Set tasks:
1 > List each distinct Bank of England base lending rate, written as a decimal percentage, that the essay on buying a first home mentions.
2 > In the essay on buying a first home, how much did the writer borrow for their half of the house?
3 > Carry on the essay on buying a first home from its final sentence.

To understand the man you have to know what was happening in the world when he was twenty.
Napoleon
I turned twenty on 17th March 1986. Two days later the Bank Of England dropped its base lending rate by one whole percentage point from 12.375% to 11.375%. From there it fell a further four points before it bottomed out in May 1988 at 7.375%.
7.375% is eye-wateringly high by the standards of 2018. But in 1988 it was five percent lower than two years previously, and at its lowest level for a decade. The price of a mortgage also dropped significantly and house prices were expected to rise. It was generally considered a good time to buy.
“You can’t go wrong with property,” they said.
I had just graduated from university and secured my first proper job in an advertising agency in London. My starting salary was £10,500. A university friend and I each bought a half share in a maisonette in Osterley, a few stops before Heathrow on the Piccadilly Line. I borrowed £31,250 for my half of the house. Buying made sense. Interest rates were relatively low by the standard of the times. And who wants to see a large proportion of a hard-earned but meagre salary disappear every month in the form of rent? Instead of throwing money into a black hole we’d be making an investment.

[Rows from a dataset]
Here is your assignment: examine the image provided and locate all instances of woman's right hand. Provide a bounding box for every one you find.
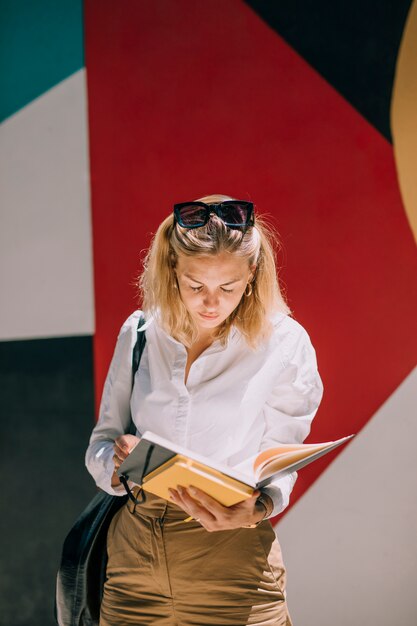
[113,435,140,471]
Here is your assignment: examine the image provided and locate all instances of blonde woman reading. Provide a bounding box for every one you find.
[86,195,323,626]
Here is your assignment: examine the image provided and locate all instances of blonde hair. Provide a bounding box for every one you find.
[139,194,291,348]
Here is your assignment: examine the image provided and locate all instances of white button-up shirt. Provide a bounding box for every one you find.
[86,311,323,517]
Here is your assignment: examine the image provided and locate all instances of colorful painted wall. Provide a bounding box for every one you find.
[0,0,417,626]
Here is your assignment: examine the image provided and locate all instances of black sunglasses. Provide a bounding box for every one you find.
[174,200,254,228]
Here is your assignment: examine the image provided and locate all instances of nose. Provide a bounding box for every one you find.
[203,292,219,313]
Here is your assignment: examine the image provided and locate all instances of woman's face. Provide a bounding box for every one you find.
[175,252,255,336]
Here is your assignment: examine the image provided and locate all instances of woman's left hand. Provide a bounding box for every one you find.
[169,485,265,532]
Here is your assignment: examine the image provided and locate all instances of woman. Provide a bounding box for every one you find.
[86,195,323,626]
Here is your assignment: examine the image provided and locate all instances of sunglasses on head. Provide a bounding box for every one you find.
[174,200,254,229]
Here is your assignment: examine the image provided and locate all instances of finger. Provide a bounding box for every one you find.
[113,437,129,458]
[112,454,123,468]
[174,485,218,522]
[168,489,216,525]
[187,485,228,517]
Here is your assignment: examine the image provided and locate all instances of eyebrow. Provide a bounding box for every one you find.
[184,274,242,287]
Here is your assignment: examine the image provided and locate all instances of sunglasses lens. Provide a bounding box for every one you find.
[219,202,250,226]
[178,204,206,228]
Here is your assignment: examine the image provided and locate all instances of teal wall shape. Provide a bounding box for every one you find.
[0,0,84,122]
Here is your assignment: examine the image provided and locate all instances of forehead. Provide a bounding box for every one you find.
[177,252,249,280]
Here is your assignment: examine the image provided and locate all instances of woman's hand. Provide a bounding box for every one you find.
[111,435,140,487]
[169,485,265,532]
[113,435,140,470]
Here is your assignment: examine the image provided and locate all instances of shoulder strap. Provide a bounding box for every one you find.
[132,315,146,380]
[128,315,146,435]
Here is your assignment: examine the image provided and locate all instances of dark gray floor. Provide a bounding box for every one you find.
[0,337,96,626]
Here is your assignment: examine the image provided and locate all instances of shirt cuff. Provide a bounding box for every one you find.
[261,472,297,519]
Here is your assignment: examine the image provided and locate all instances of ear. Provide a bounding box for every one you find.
[248,264,256,282]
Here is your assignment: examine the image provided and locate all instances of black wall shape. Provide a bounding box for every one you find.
[245,0,411,141]
[0,337,96,626]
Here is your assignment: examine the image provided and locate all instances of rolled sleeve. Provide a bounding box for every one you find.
[85,311,141,495]
[260,324,323,517]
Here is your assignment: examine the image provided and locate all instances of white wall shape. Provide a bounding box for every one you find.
[0,69,94,340]
[275,368,417,626]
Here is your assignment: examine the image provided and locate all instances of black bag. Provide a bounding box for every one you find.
[55,317,146,626]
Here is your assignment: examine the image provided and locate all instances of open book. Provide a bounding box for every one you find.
[117,431,354,506]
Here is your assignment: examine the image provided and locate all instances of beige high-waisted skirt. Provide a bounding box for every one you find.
[100,492,291,626]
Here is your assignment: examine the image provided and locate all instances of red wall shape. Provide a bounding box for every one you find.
[85,0,417,516]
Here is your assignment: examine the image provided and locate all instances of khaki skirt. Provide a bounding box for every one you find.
[100,492,291,626]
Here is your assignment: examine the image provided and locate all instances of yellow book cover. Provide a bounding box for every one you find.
[118,431,353,506]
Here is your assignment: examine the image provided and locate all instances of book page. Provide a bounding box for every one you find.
[254,435,353,481]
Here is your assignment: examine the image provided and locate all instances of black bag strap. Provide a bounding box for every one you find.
[119,315,153,504]
[128,315,146,435]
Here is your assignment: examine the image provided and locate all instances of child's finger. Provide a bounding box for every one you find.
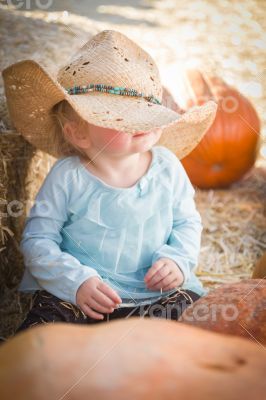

Outputs in order:
1 > 12.375%, 11.375%, 7.375%

2 > £31,250.

3 >
“You can’t go wrong with an endowment mortgage,” they said.
It got better. Not only would I make money on my half of the house as it (inevitably) appreciated in value, I’d also make money on my mortgage. Win win.
To do this I took out an endowment mortgage. Each month I paid interest on the loan to my mortgage provider, and I also paid into a twenty five year investment policy from a life assurance company. This endowment policy was designed such that my investment would be large enough to pay off my mortgage loan in full at maturity, with some to spare. Bonus!
My mum and dad did exceptionally well out of their endowment mortgage. They paid off their house and had a tidy lump sum left over.
But my win win quickly turned into a lose lose lose.
Lose 1 – monthly cashflow
Interest rates rose dramatically almost as soon as I had signed the mortgage papers. In fact they more than doubled from 7.375% in May 1988 (green circle on the graph below) to 14.875% in November 1989 (red circle). That meant that the monthly interest payments on my mortgage doubled too. This is not good when you are earning £10,500 and living in London. I had not budgeted for a 100% increase in mortgage interest payments. I suddenly found myself worse off than I had been as a student. At least as a student you are surrounded by other people in similar circumstances. Now I was surrounded by beautiful people in London’s hippest and hottest ad agency, in an achingly cool office in Soho. They were all Levi’s and loafers. I was living on baked beans. It was miserable but I somehow managed to keep my head above water until my salary rose and interest rates fell. But it would be another three years (November 1992) before the rate dropped to below the May 1988 level.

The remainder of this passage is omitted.